Error

LW server reports: not allowed.

This probably means the post has been deleted or moved back to the author's drafts.

Erich_Grunewald 🔸Jul 30, 2022, 3:42 PM
15 points
0 ∶ 0
I take this post to argue that, just as an AGI’s alignment property won’t generalise well out-of-distribution, its ability to actually do things, i.e. achieve its goals, also won’t generalise well out-of-distribution. Does that seem like a fair (if brief) summary?

As an aside, I feel like it’s more fruitful to talk about specific classes of defects rather than all of them together. You use the word “bug” to mean everything from divide by zero crashes to wrong beliefs which leads you to write things like “the inherent bugginess of AI is a very good thing for AI safety”, whereas the entire field of AI safety seems to exist precisely because AIs will have bugs (i.e. deviations from desired/correct behaviour), so if anything an inherent lack of bugs in AI would be better for AI safety.
- titotal Jul 31, 2022, 3:32 PM
  4 points
  0 ∶ 0
  Parent
  Yes, that’s a fair summary. I think that perfect alignment is pretty much impossible, as is perfectly rational/bug-free AI. I think the latter fact may give us enough breathing room to get alignment at least good enough to avert extinction.
  I feel like it’s more fruitful to talk about specific classes of defects rather than all of them together. You use the word “bug” to mean everything from divide by zero crashes to wrong beliefs
  That’s fair, I think if people were to further explore this topic it would make sense to separate them out. And good point about the bugginess passage, i’ve edited it to be more accurate.
Zach Stein-Perlman Jul 30, 2022, 2:12 PM
13 points
0 ∶ 0
The belief is that as soon as we create an AI with at least human-level general intelligence, it will be relatively easy to use it’s superior reasoning, extensive knowledge, and superhuman thinking speed to take over the world.
This depends on what “human-level” means. There is some threshold such that an AI past that threshold could quickly take over the world, and it doesn’t really matter whether we call that “human-level” or not.
overall it seems like “make AI stupid” is a far easier task than “make the AI’s goals perfectly aligned”.
Sure. But the relevant task isn’t make something that won’t kill you. It’s more like make something that will stop any AI from killing you, or maybe find a way to do alignment without much cost and without sacrificing much usefulness. If you and I make stupid AI, great, but some lab will realize that non-stupid AI could be more useful, and will make it by default.

Location annotation dataset excerpts:
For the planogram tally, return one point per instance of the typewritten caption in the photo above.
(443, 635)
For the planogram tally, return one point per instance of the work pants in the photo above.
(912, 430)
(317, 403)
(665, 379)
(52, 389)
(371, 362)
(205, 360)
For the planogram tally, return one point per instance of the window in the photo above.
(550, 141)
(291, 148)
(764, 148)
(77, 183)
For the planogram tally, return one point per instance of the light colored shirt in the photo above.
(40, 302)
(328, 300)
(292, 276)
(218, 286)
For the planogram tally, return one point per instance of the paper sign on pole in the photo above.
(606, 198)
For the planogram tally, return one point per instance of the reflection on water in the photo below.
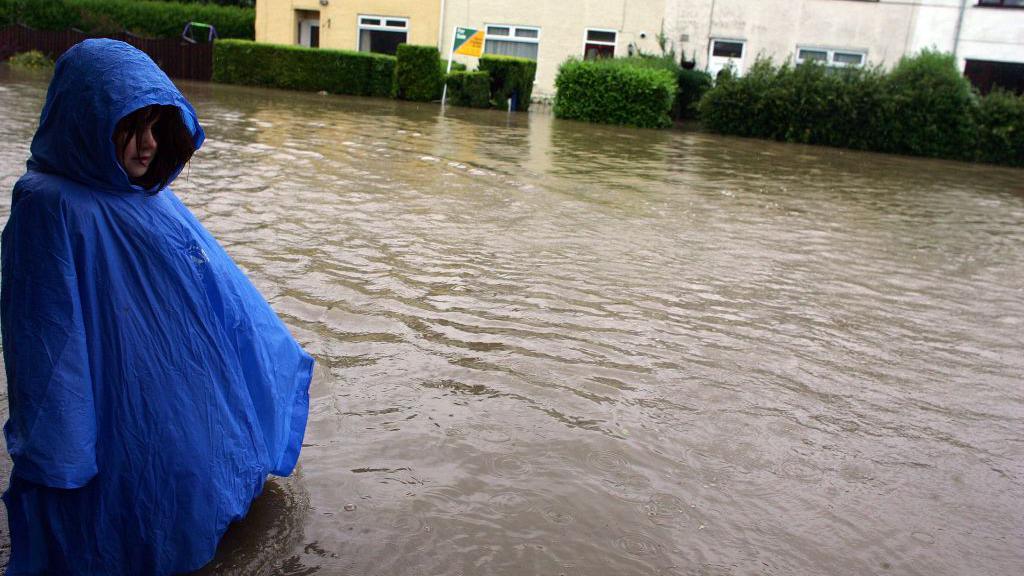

- **REQUIRED TASK 1**
Reproduce the passage of the AI safety thread from "Erich_Grunewald 🔸Jul 30, 2022, 3:42" up to and including "for AI safety.".
- **REQUIRED TASK 2**
In the AI safety thread, what does titotal say was done to the bugginess passage?
None of this material is used for anything here.

- **COMPLETE RESPONSE 1**
Erich_Grunewald 🔸Jul 30, 2022, 3:42 PM
15 points
0 ∶ 0
I take this post to argue that, just as an AGI’s alignment property won’t generalise well out-of-distribution, its ability to actually do things, i.e. achieve its goals, also won’t generalise well out-of-distribution. Does that seem like a fair (if brief) summary?

As an aside, I feel like it’s more fruitful to talk about specific classes of defects rather than all of them together. You use the word “bug” to mean everything from divide by zero crashes to wrong beliefs which leads you to write things like “the inherent bugginess of AI is a very good thing for AI safety”, whereas the entire field of AI safety seems to exist precisely because AIs will have bugs (i.e. deviations from desired/correct behaviour), so if anything an inherent lack of bugs in AI would be better for AI safety.

- **COMPLETE RESPONSE 2**
It was edited to be more accurate.